▶ _Written exercise_
Could you copy, word for word, only the lines from the one containing "finds the yellow" through the last line of the records below, both included?

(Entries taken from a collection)
□ □ □ □ □ □ □

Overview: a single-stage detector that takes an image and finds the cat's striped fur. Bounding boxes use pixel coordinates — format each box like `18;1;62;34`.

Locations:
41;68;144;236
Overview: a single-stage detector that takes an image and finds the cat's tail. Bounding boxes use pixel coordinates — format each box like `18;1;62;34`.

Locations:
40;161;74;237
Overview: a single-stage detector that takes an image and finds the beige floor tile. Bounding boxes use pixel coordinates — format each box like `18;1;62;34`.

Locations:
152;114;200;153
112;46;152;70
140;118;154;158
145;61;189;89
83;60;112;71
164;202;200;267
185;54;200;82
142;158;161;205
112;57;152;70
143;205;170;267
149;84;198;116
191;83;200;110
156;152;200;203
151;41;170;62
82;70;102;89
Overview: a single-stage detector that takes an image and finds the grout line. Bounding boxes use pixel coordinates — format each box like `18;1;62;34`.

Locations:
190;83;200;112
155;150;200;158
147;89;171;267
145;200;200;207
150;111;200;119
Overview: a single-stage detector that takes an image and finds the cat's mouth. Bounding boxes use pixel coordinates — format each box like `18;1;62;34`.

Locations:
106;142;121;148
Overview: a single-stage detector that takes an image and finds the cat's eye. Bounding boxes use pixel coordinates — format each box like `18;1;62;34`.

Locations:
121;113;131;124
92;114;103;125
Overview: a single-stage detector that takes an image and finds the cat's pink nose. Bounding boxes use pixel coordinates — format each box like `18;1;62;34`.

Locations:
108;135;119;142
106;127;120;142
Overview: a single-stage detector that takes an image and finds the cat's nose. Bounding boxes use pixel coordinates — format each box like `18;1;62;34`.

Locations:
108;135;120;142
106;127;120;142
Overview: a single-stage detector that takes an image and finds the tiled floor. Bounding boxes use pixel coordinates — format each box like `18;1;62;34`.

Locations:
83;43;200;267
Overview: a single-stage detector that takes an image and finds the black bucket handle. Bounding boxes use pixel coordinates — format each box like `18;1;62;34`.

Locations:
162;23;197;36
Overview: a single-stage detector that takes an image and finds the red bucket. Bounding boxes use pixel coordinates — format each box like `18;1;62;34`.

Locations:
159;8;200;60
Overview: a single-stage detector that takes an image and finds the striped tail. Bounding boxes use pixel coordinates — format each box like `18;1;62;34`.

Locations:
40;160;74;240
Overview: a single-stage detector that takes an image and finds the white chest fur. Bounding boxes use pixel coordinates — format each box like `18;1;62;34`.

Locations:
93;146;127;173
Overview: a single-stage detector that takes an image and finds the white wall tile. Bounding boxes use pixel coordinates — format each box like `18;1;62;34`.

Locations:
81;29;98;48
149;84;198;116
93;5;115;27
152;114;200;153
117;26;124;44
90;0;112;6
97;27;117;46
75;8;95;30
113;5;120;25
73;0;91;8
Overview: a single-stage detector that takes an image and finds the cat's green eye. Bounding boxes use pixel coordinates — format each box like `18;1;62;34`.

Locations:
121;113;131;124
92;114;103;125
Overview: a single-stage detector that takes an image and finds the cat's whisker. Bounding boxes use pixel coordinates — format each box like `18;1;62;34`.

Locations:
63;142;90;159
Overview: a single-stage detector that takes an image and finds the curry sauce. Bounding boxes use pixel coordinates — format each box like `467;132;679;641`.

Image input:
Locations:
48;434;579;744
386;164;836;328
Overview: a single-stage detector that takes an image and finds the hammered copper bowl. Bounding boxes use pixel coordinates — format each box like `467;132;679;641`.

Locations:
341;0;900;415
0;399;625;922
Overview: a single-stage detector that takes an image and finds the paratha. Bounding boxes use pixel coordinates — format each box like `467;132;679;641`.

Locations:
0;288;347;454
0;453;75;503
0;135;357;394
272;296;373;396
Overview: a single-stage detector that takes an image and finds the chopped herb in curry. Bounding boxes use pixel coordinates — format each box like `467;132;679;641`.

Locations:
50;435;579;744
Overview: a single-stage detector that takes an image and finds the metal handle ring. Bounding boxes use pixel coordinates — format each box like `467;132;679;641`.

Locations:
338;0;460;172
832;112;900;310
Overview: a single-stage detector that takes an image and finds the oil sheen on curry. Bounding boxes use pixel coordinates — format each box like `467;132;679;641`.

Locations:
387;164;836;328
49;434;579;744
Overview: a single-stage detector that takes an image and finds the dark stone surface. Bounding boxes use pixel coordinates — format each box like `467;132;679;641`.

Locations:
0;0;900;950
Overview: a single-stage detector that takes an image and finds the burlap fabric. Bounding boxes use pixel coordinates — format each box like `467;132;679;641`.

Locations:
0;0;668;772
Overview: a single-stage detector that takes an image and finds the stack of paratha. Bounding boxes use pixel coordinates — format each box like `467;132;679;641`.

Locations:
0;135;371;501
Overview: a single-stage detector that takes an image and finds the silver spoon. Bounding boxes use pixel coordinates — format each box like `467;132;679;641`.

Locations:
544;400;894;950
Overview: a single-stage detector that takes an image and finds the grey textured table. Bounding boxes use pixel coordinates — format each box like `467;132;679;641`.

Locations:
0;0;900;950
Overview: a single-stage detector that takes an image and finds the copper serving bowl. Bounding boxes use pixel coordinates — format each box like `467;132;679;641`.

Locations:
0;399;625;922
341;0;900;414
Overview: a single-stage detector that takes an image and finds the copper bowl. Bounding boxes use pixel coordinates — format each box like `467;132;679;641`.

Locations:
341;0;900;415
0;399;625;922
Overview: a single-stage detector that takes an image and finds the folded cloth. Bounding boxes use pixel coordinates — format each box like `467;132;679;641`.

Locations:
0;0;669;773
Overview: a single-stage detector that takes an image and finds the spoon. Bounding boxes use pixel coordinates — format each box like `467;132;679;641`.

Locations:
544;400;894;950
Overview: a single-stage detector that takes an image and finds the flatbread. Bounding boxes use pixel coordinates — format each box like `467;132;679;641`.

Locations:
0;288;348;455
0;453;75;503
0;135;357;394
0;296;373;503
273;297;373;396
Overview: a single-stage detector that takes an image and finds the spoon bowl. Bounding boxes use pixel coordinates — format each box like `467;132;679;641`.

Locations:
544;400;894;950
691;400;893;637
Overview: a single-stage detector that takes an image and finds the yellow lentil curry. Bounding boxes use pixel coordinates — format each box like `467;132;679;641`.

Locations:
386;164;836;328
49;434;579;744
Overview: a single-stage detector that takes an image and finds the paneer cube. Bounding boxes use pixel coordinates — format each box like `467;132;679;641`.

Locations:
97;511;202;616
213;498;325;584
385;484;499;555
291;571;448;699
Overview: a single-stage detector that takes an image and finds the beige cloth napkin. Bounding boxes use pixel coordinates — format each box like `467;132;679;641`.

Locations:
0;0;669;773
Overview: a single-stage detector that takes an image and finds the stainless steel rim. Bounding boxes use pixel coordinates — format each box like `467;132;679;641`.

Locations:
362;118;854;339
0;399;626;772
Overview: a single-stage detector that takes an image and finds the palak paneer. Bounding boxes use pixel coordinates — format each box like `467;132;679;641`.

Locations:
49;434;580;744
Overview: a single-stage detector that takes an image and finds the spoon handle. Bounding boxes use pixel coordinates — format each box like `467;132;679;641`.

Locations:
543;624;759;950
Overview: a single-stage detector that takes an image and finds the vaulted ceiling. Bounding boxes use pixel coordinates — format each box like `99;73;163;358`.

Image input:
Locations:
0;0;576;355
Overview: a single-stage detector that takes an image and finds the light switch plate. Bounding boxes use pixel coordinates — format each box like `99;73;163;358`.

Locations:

□ □ □ □ □ □ □

▶ _Written reply_
Overview: a single-stage detector that takes an image and finds the yellow lentil curry. Bounding boxes use pixel coordinates — format each box like `467;132;679;641`.

Locations:
386;164;836;328
49;434;579;744
Overview: a single-stage detector that takes an image and finds the paneer cube. Bounding boxes use pixel coordinates — format each box like `467;132;679;641`.

Locations:
97;511;202;616
213;498;325;584
385;484;499;555
291;571;448;699
Overview: a single-stage detector that takes an image and finds the beige cloth napkin. Bounding boxes use pixel coordinates — format each box like `467;132;679;641`.

Locations:
0;0;669;773
Overview: a single-stage detector that takes an image and finds the stainless steel rim. Bounding boxes use pixel coordinates — format each box like `467;132;679;641`.

Locations:
362;118;854;339
0;399;626;772
Overview: a single-stage detector that takes an image and finds the palak paneer. Bounding boxes use pixel coordinates — format each box like `467;132;679;641`.

Locations:
49;434;580;744
Overview: a single-stage detector that takes an image and finds the spoon handle. Bounding boxes use pixel coordinates — format each box like `467;132;679;641`.

Locations:
543;624;759;950
Overview: a single-stage detector that takes an image and finds the vaulted ceiling. Bounding boxes use pixel coordinates — format each box like `99;73;163;358`.

Image input:
Locations:
0;0;576;355
Overview: a single-stage detector that takes an image and finds the light switch plate. Bounding boxes use pixel coordinates — format each box like `99;73;163;358`.

Locations:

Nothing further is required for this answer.